#### Passage shown ####
Menashe Movie Photo
Photo from the film Menashe.

MENASHE
Director: Joshua Z. Weinstein
Written by: Joshua Z. Weinstein, Alex Lipschulz, Musa Syeed
Cast: Menashe Lustig, Ruben Niborski, Yoel Weisshau, Meyer Schwartz
Screened at: Critics’ link, NYC, 7/24/17
Opens: July 28, 2017

When Rabbi Menachem Schneerson died in 1994, people asked me whether I had gone to his funeral. Schneerson, whom some in his Hasidic sect believed to be the Messiah, was responsible for reviving the Chabad Lubavitch movement and is considered to be one of the 20th century’s great thinkers. But I have more in common with the Pope than with Rebbe Schneerson, because Jews are far from a monolithic tribe. If you want to know some of the differences among Jews, consider this dialogue:

Student: I heard that Jews are a diverse people. What are their differences?
Teacher: Take weddings for example. In an orthodox wedding, the mother is pregnant. In a conservative wedding, the bride is pregnant. In a Reform wedding, the rabbi is pregnant.
####
■ Things to do ■
a. According to the Menashe review, on what date does the film open?
b. Reproduce the portion of the Menashe review between "Teacher: Take weddings" and "rabbi is pregnant.", inclusive.
Rely solely on the Menashe review.
#### Provided data ####
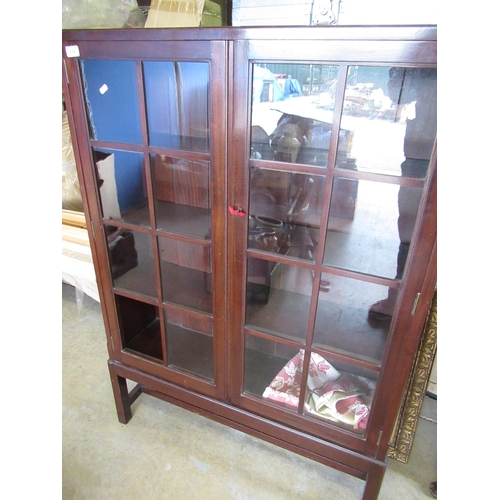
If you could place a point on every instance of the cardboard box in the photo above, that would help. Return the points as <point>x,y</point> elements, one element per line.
<point>175,14</point>
<point>183,14</point>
####
■ Outputs ■
a. July 28, 2017

b.
Teacher: Take weddings for example. In an orthodox wedding, the mother is pregnant. In a conservative wedding, the bride is pregnant. In a Reform wedding, the rabbi is pregnant.